Written task 1:
Collect each line of the records that contains the string "mask", matching its case exactly.

Excerpt provided:
..............................

Modern communication systems support deployments wherein single-source terminals are configured to communicate various types of information to multiple terminals. One example of such a deployment includes a cellular communication system, such as a universal mobile telecommunication system (UMTS), wherein a base station communicates with a plurality of user terminals. Another example deployment includes an access point transmitting to multiple terminals in a wireless local area network (WLAN) system. These single-source-to-multiple-terminal types of deployments are commonly referred to as “broadcasting”, “multicasting”, or more generally as “point-to-multipoint” (PtM) communications.
Traditional PtM communication systems may be classified into one of two categories. The first category includes deployments in which transmissions to various receivers are permitted to interfere with each other. An example of this first type of PtM deployment includes a traditional code division multiple-access (CDMA) system, wherein pseudo-random codes are used to code various communications prior to their transmission. Upon receiving the coded transmissions, the user terminals synchronize the codes of the various transmissions to recover the communicated data. Although pseudo-random coding in the transmission source is useful in mitigating cross-interference, the true burden of mitigating this interference lies in the receiving terminals.
In the second, more frequently utilized category of PtM deployments, interference is altogether avoided via the use of orthogonal transmissions. Examples of such deployments include those specified by the Global System for Mobile Communications (GSM) standards, such as frequency division multiple access (FDMA) systems and time division multiple access (TDMA) systems. In these types of PtM communication systems, a transmitting terminal transmits various communication signals using mathematically orthogonal or non-interfering “spaces”. These spaces may be defined as a frequency range (as in a FDMA system), a time-slot (as in a TDMA system), or a Walsh code (as in an orthogonal code CDMA system). Unlike the first category of PtM communication systems, the transmitting terminal in this second category is solely responsible for preventing signal interference. As a result, receiving terminals in such systems are typically no more complex than those used in basic point-to-point communication systems. Although this category of PtM systems is superior, it should be understood that the performance of such systems is limited by the number of available orthogonal spaces and/or dimensions.
Referring now to FIG. 1, a graph 100 illustrating achievable data transmission rates 101-105 to the two receivers, Rx A and Rx B, in a PtM system is shown. It should be understood that FIG. 1 is for illustrative purposes only and that is does not represent actual test results.
If all the available transmission bandwidth in a FIG. 1 system were allocated to say, receiver Rx A, Rx A would receive service at a highest achievable data rate C1 and Rx B would receive no data. Similarly, if all the available transmission bandwidth were allocated to receiver Rx B, Rx B would receive service at a highest achievable data rate C2 and Rx A would receive no data.
If receivers Rx A and Rx B were operating in, for example, a TDMA system (which is equivalent to time-sharing), they would be capable of achieving data transmission rates at and to the left of the solid line 101 on the graph 100. As time sharing represents a special case of orthogonal multiplexing, similar rates are achievable by any system which maintains orthogonality between transmission signals.

..............................

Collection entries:
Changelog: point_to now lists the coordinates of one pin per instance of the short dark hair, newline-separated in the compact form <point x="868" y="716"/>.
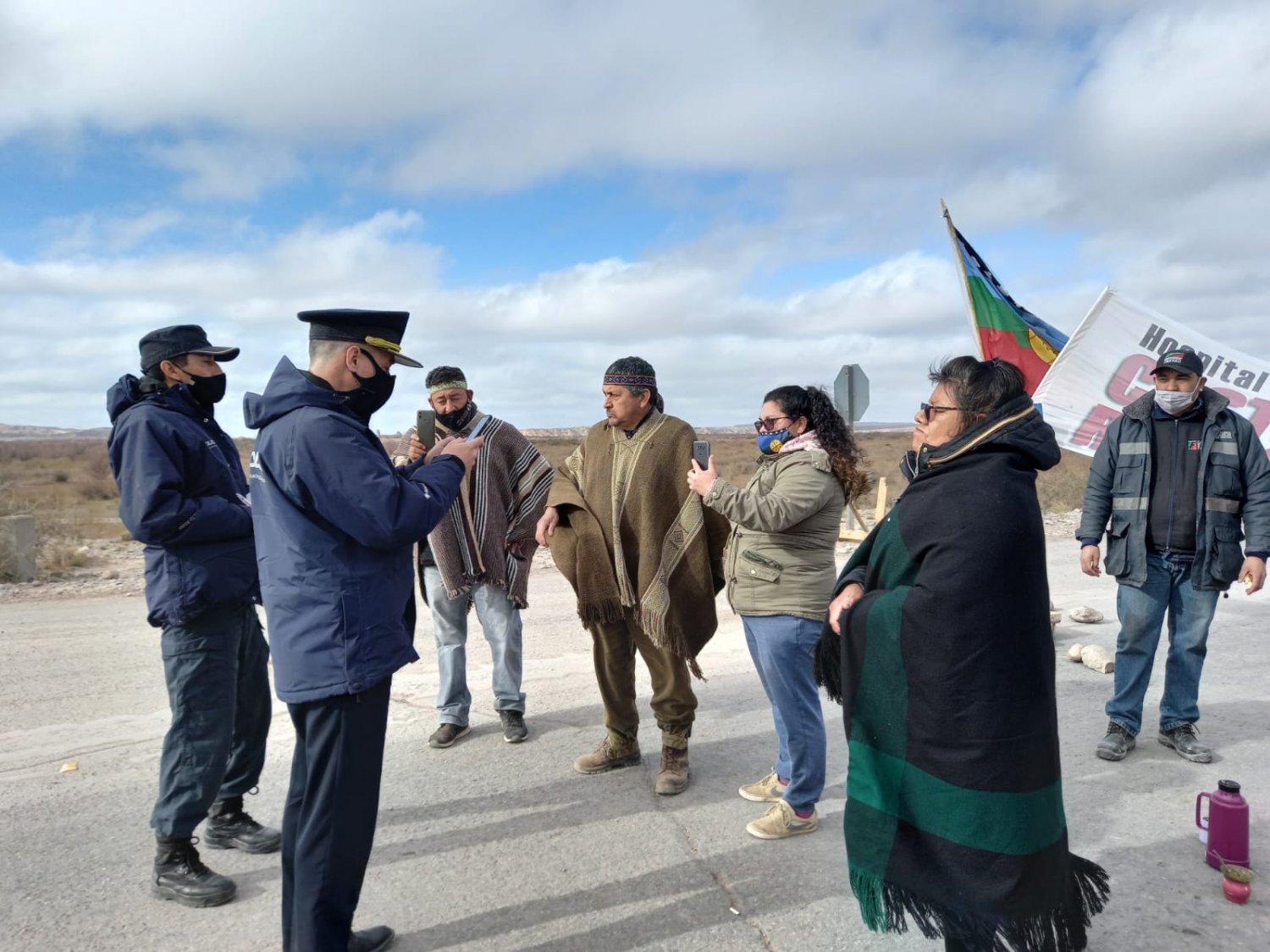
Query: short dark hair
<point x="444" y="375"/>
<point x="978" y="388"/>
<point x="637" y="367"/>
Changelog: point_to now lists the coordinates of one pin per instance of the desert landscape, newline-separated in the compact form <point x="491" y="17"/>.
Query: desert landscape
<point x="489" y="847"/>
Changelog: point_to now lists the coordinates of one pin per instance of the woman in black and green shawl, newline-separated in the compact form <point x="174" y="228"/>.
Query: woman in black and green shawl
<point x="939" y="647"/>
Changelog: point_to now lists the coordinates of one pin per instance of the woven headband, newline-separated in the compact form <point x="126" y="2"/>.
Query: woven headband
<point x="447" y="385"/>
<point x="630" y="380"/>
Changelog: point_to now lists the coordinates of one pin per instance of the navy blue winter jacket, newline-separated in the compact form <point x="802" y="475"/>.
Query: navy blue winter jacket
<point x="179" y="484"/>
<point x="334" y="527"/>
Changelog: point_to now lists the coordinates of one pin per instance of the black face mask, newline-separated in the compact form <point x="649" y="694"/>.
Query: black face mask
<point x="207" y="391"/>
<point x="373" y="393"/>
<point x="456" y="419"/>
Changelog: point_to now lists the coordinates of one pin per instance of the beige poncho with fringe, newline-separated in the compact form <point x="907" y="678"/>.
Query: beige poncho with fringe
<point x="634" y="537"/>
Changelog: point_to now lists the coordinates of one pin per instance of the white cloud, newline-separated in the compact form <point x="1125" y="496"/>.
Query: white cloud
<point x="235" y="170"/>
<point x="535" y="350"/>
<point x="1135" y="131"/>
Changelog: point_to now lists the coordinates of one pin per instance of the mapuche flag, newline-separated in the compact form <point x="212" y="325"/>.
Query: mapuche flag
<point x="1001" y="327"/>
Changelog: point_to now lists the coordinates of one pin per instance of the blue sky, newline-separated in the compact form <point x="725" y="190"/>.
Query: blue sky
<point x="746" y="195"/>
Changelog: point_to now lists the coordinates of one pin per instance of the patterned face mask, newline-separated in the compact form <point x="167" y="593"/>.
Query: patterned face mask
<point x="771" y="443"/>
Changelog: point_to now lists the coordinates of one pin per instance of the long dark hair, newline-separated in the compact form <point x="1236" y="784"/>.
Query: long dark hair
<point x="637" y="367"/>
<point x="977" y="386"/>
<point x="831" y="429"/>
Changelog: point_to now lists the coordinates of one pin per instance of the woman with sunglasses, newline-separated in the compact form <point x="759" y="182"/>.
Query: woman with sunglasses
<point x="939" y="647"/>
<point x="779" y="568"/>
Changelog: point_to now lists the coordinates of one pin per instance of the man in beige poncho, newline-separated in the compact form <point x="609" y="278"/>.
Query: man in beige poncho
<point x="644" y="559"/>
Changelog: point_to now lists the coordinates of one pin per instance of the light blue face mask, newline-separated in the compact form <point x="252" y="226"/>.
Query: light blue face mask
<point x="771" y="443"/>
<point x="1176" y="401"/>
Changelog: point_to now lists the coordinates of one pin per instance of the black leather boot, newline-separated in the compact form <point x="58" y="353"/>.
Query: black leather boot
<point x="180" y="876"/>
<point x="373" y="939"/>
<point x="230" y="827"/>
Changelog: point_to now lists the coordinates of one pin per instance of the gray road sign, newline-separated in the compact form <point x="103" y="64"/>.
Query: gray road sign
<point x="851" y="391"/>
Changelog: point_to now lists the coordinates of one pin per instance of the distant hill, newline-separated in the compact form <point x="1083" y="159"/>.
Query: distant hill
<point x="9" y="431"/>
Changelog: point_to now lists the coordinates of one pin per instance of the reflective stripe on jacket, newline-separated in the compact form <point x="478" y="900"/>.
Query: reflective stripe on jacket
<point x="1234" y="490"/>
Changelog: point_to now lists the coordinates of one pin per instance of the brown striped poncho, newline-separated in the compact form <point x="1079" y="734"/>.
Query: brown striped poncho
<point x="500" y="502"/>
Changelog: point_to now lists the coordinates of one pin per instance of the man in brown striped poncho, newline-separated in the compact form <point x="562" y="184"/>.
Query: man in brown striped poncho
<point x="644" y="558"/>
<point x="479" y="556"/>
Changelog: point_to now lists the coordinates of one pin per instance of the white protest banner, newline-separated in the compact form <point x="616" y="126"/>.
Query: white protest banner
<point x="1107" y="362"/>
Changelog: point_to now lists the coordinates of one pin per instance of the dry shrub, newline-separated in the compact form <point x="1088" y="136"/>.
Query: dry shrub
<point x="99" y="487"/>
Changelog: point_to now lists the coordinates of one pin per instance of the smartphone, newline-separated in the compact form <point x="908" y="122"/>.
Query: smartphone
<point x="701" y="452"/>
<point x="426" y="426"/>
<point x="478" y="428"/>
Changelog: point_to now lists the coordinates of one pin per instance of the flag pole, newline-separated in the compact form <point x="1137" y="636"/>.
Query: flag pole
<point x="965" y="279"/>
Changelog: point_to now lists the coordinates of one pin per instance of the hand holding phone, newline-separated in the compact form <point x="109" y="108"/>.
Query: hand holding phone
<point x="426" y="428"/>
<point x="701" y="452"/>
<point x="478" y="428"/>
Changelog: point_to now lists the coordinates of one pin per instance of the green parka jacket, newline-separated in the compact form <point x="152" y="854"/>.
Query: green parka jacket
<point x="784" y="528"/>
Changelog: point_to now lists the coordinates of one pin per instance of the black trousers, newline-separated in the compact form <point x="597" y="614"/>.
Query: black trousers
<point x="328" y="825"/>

..............................

Written task 2:
Continue the passage on point-to-multipoint communication systems from the point where it stops.

Task response 1:
Changelog: point_to now lists the coordinates of one pin per instance of the black face mask, newline-separated in the compact form <point x="649" y="694"/>.
Query: black face mask
Changelog: point_to now lists the coordinates of one pin per instance of the patterned face mask, newline-separated in the compact form <point x="167" y="593"/>.
Query: patterned face mask
Changelog: point_to now lists the coordinates of one pin per instance of the light blue face mask, newline-separated in the compact form <point x="252" y="226"/>.
Query: light blue face mask

Task response 2:
In a PtM system, where orthogonality between transmission signals is not maintained, the transmission performance to any number of receivers can suffer as compared to that of an orthogonal system, such as TDMA. To illustrate, reference is again made to FIG. 1. Line 102, for example, may be representative of achievable data rates in a typical random code CDMA system utilizing a standard RAKE receiver. Line 103 may be representative of achievable data rates in a typical random code CDMA system utilizing a more advanced MMSE multi-user detector. As indicated by the graph 100, the achievable data rates represented by line 103 are superior to those represented by line 102. Neither provides, however, the performance of line 101, which as described above, represents an achievable performance rate of transmission signals that are maintained orthogonal to each other.
It is well known from information theory that data rates superior to that of orthogonal coding (e.g., TDMA) are achievable in PtM systems. These superior data rates may be represented, for example, by lines 104 and 105 of the graph 100 shown in FIG. 1. To achieve these superior data rates 104, 105, however, requires the use of receivers having receiver structures that are far more advanced then those used in typical receivers. To illustrate, information-theoretic successive interference cancellation (IT-SIC) can improve the performance of a CDMA system to where it actually performs better than TDMA systems. While such a result is counterintuitive at first, it is noted that the performance of a TDMA system is limited by the availability of orthogonal or non-interfering spaces or time-slots. IT-SIC structures allow interference, but in a controlled manner, and shifts interference cancellation to the receivers. Utilizing such structures enables a CDMA system to achieve data rates beyond those achievable with TDMA systems, such as those represented by the line 104 on the graph in FIG. 1.
There are several problems with this IT-SIC approach. First, it requires highly complex receivers. Providing such complex receivers is problematic particularly in modern cellular systems, wherein the receivers must be able to be embedded in relatively small, inexpensive terminal units with limited battery life. In addition, these complex receivers must possess information regarding both their own communication channel and the communication channels of all other users in the system. Dissemination of such channel information in practical communication systems is highly challenging.
The problems cited above may be addressed using a technique called dirty paper coding (DPC). It is known theoretically that DPC performs at least as well as IT-SIC and in many cases, optimizes data throughput as illustrated by dashed line 105 on the graph 100 in FIG. 1. In addition to providing for superior system performance, DPC has the added benefit of being a transmit-side (“pre-coding”) technique. In other words, as in traditional TDMA and FDMA systems, the burden and complexity of interference cancellation is dealt with in the transmitting terminal, but without the limitations of orthogonal spaces. As a result, receivers are only required to possess detailed information pertaining to their particular communications. Furthermore, because each receiver operates optimally without possessing details of transmissions intended for other receivers, DPC provides a methodology for hiding transmissions from unintended receivers, thus making it suitable to support data hiding, watermarking, and other security applications.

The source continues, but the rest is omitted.